=== TRECHO PARA LEITURA ===

Dia Mundial da Luta contra a Malária: Brasil está longe de eliminar doença
País tem a meta de registrar menos de 14 mil casos, zerar as mortes até 2030 e eliminar totalmente a transmissão até 2035
Em meio ao caos provocado pela pandemia do coronavírus, o Brasil precisa lidar com outro sério problema de saúde pública que pode passar despercebido para a maioria da população: controlar a transmissão de malária no país. Apesar dos constantes progressos obtidos, ela ainda é uma das doenças de maior impacto na morbidade e na mortalidade da população mundial, especialmente nos países africanos.
Por aqui, o número de casos vem caindo: foram 157 mil em 2019 contra 194 mil em 2018, uma redução de 19,1% (veja quadro abaixo). Mas o país ainda está muito longe de atingir a meta de eliminar a malária até 2035, estabelecida pela Organização Mundial da Saúde (OMS) e pela Organização das Nações Unidas (ONU) nos Objetivos de Desenvolvimento do Milênio.
“Dificilmente essa meta será atingida sem que nenhum esforço diferente seja feito. A malária não desaparece sozinha, precisa de alguma inovação no combate”, avalia Marcus Lacerda, infectologista da Fundação de Medicina Tropical Dr. Heitor Vieira Dourado e pesquisador da Fiocruz Amazônia, uma das principais referências em malária no país.

=== ATIVIDADE A ===
Extraia da reportagem sobre a malária no Brasil a parte que se inicia com as palavras "Por aqui, o" e se encerra com "Desenvolvimento do Milênio.".
=== ATIVIDADE B ===
Escreva a continuação da reportagem sobre a malária no Brasil, começando logo após a última frase apresentada.

(Registros armazenados)

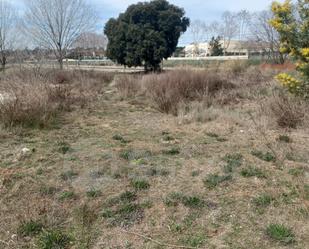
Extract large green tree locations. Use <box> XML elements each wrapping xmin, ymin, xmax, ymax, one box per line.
<box><xmin>104</xmin><ymin>0</ymin><xmax>190</xmax><ymax>71</ymax></box>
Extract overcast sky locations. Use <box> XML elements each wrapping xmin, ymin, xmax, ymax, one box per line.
<box><xmin>12</xmin><ymin>0</ymin><xmax>273</xmax><ymax>45</ymax></box>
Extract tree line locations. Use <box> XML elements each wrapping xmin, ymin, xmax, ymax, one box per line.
<box><xmin>189</xmin><ymin>9</ymin><xmax>286</xmax><ymax>64</ymax></box>
<box><xmin>0</xmin><ymin>0</ymin><xmax>300</xmax><ymax>71</ymax></box>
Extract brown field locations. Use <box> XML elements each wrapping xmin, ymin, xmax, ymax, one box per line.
<box><xmin>0</xmin><ymin>62</ymin><xmax>309</xmax><ymax>249</ymax></box>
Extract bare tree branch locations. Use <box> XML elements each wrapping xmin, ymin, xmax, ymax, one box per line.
<box><xmin>24</xmin><ymin>0</ymin><xmax>97</xmax><ymax>69</ymax></box>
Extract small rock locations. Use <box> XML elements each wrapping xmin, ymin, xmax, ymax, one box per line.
<box><xmin>21</xmin><ymin>148</ymin><xmax>31</xmax><ymax>154</ymax></box>
<box><xmin>17</xmin><ymin>148</ymin><xmax>33</xmax><ymax>161</ymax></box>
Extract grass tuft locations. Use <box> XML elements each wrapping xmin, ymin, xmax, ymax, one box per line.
<box><xmin>131</xmin><ymin>179</ymin><xmax>150</xmax><ymax>190</ymax></box>
<box><xmin>251</xmin><ymin>150</ymin><xmax>276</xmax><ymax>162</ymax></box>
<box><xmin>17</xmin><ymin>220</ymin><xmax>43</xmax><ymax>237</ymax></box>
<box><xmin>240</xmin><ymin>166</ymin><xmax>266</xmax><ymax>178</ymax></box>
<box><xmin>266</xmin><ymin>224</ymin><xmax>295</xmax><ymax>245</ymax></box>
<box><xmin>204</xmin><ymin>174</ymin><xmax>232</xmax><ymax>189</ymax></box>
<box><xmin>38</xmin><ymin>230</ymin><xmax>73</xmax><ymax>249</ymax></box>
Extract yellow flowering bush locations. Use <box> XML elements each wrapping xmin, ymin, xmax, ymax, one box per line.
<box><xmin>270</xmin><ymin>0</ymin><xmax>309</xmax><ymax>98</ymax></box>
<box><xmin>276</xmin><ymin>73</ymin><xmax>302</xmax><ymax>95</ymax></box>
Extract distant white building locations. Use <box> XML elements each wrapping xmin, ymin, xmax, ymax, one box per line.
<box><xmin>185</xmin><ymin>40</ymin><xmax>254</xmax><ymax>57</ymax></box>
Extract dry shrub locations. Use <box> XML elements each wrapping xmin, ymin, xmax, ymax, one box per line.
<box><xmin>264</xmin><ymin>92</ymin><xmax>308</xmax><ymax>129</ymax></box>
<box><xmin>0</xmin><ymin>82</ymin><xmax>58</xmax><ymax>127</ymax></box>
<box><xmin>142</xmin><ymin>69</ymin><xmax>234</xmax><ymax>115</ymax></box>
<box><xmin>0</xmin><ymin>70</ymin><xmax>110</xmax><ymax>127</ymax></box>
<box><xmin>223</xmin><ymin>60</ymin><xmax>249</xmax><ymax>76</ymax></box>
<box><xmin>177</xmin><ymin>101</ymin><xmax>219</xmax><ymax>124</ymax></box>
<box><xmin>114</xmin><ymin>74</ymin><xmax>141</xmax><ymax>98</ymax></box>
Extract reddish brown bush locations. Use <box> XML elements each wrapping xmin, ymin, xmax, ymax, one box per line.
<box><xmin>142</xmin><ymin>69</ymin><xmax>234</xmax><ymax>114</ymax></box>
<box><xmin>0</xmin><ymin>70</ymin><xmax>113</xmax><ymax>127</ymax></box>
<box><xmin>115</xmin><ymin>74</ymin><xmax>141</xmax><ymax>98</ymax></box>
<box><xmin>266</xmin><ymin>93</ymin><xmax>308</xmax><ymax>129</ymax></box>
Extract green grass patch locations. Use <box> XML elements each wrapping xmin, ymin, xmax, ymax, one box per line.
<box><xmin>60</xmin><ymin>170</ymin><xmax>78</xmax><ymax>181</ymax></box>
<box><xmin>162</xmin><ymin>147</ymin><xmax>180</xmax><ymax>156</ymax></box>
<box><xmin>251</xmin><ymin>150</ymin><xmax>276</xmax><ymax>162</ymax></box>
<box><xmin>223</xmin><ymin>153</ymin><xmax>243</xmax><ymax>173</ymax></box>
<box><xmin>37</xmin><ymin>230</ymin><xmax>73</xmax><ymax>249</ymax></box>
<box><xmin>278</xmin><ymin>135</ymin><xmax>292</xmax><ymax>143</ymax></box>
<box><xmin>240</xmin><ymin>166</ymin><xmax>266</xmax><ymax>178</ymax></box>
<box><xmin>39</xmin><ymin>185</ymin><xmax>58</xmax><ymax>195</ymax></box>
<box><xmin>113</xmin><ymin>134</ymin><xmax>129</xmax><ymax>144</ymax></box>
<box><xmin>146</xmin><ymin>168</ymin><xmax>170</xmax><ymax>176</ymax></box>
<box><xmin>204</xmin><ymin>174</ymin><xmax>233</xmax><ymax>189</ymax></box>
<box><xmin>131</xmin><ymin>179</ymin><xmax>150</xmax><ymax>191</ymax></box>
<box><xmin>119</xmin><ymin>149</ymin><xmax>152</xmax><ymax>161</ymax></box>
<box><xmin>59</xmin><ymin>191</ymin><xmax>76</xmax><ymax>201</ymax></box>
<box><xmin>102</xmin><ymin>191</ymin><xmax>144</xmax><ymax>226</ymax></box>
<box><xmin>164</xmin><ymin>192</ymin><xmax>207</xmax><ymax>208</ymax></box>
<box><xmin>17</xmin><ymin>220</ymin><xmax>44</xmax><ymax>237</ymax></box>
<box><xmin>57</xmin><ymin>141</ymin><xmax>71</xmax><ymax>154</ymax></box>
<box><xmin>266</xmin><ymin>224</ymin><xmax>295</xmax><ymax>245</ymax></box>
<box><xmin>86</xmin><ymin>188</ymin><xmax>102</xmax><ymax>198</ymax></box>
<box><xmin>289</xmin><ymin>167</ymin><xmax>306</xmax><ymax>177</ymax></box>
<box><xmin>253</xmin><ymin>194</ymin><xmax>274</xmax><ymax>208</ymax></box>
<box><xmin>181</xmin><ymin>234</ymin><xmax>207</xmax><ymax>248</ymax></box>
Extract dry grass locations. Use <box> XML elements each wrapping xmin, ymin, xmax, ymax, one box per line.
<box><xmin>263</xmin><ymin>92</ymin><xmax>308</xmax><ymax>129</ymax></box>
<box><xmin>0</xmin><ymin>64</ymin><xmax>309</xmax><ymax>249</ymax></box>
<box><xmin>142</xmin><ymin>69</ymin><xmax>234</xmax><ymax>115</ymax></box>
<box><xmin>114</xmin><ymin>74</ymin><xmax>141</xmax><ymax>98</ymax></box>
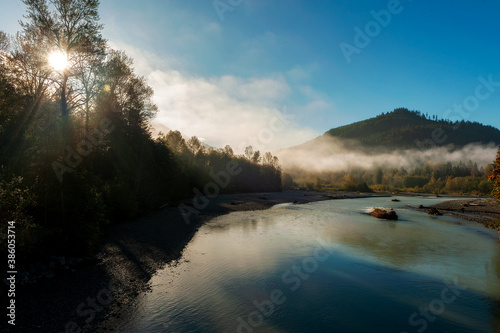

=== RESPOSTA A ===
Por aqui, o número de casos vem caindo: foram 157 mil em 2019 contra 194 mil em 2018, uma redução de 19,1% (veja quadro abaixo). Mas o país ainda está muito longe de atingir a meta de eliminar a malária até 2035, estabelecida pela Organização Mundial da Saúde (OMS) e pela Organização das Nações Unidas (ONU) nos Objetivos de Desenvolvimento do Milênio.

=== RESPOSTA B ===
A malária é uma doença parasitária infecciosa transmitida pela picada da fêmea de mosquito do gênero Anopheles. Seu impacto é tão grande nos países mais pobres que a OMS instituiu em 2007 o dia 25 de abril como Dia Mundial de Combate à Malária como forma de chamar a atenção para a importância do controle efetivo da doença.
Desmatamento, mosquito e cidades
No Brasil, a magnitude da doença está relacionada à sua elevada incidência na região amazônica, que concentra 99,9% dos casos registrados no país. O restante, na maioria das vezes, é diagnosticado em viajantes que estiveram em locais onde há risco elevado de contaminação e voltam doentes.
“A doença acompanha o homem desde que ele existe e vai acompanhá-lo ainda por muito tempo. A malária é um problema de saúde pública muito importante”, afirmou o infectologista Marcos Vinícius da Silva, coordenador do Ambulatório de Doenças Tropicais e Zoonoses do Instituto de Infectologia Emílio Ribas, em São Paulo.
De 2000 a 2019, as mortes por malária no mundo caíram 44,9%, saindo de 743 mil para 409 mil. No Brasil, elas caíram de 245 mortes no ano 2000 para 37 em 2019 – uma redução de 84,8%. Há mais de 20 anos o país tem o Programa Nacional de Controle e Prevenção da Malária para a realização de ações de prevenção, controle e eliminação da doença.
“É um programa muito bem estabelecido. Temos o sistema mais confiável do mundo para registro de casos. Essa é uma das poucas coisas que funcionam no Brasil”, afirma Lacerda.
Por muito tempo, a estratégia central de combate à malária era voltada à tentativa de eliminar o mosquito, principal vetor da doença (veja quadro abaixo). Mas na década de 1990 percebeu-se que essa tática era inadequada por causa das particularidades do Brasil: além de ter dimensão continental, é um país tropical e com muitas florestas, habitat do inseto.
“Quando há desmatamento, o mosquito sai do seu ambiente natural, que é a floresta, e se adapta muito bem na área urbana. É uma questão ecológica. Não dá para erradicar o mosquito”, explica Sheila Rodovalho, bióloga mestre em ecologia e consultora de malária da Organização Pan-Americana da Saúde (Opas) e da Organização Mundial da Saúde (OMS).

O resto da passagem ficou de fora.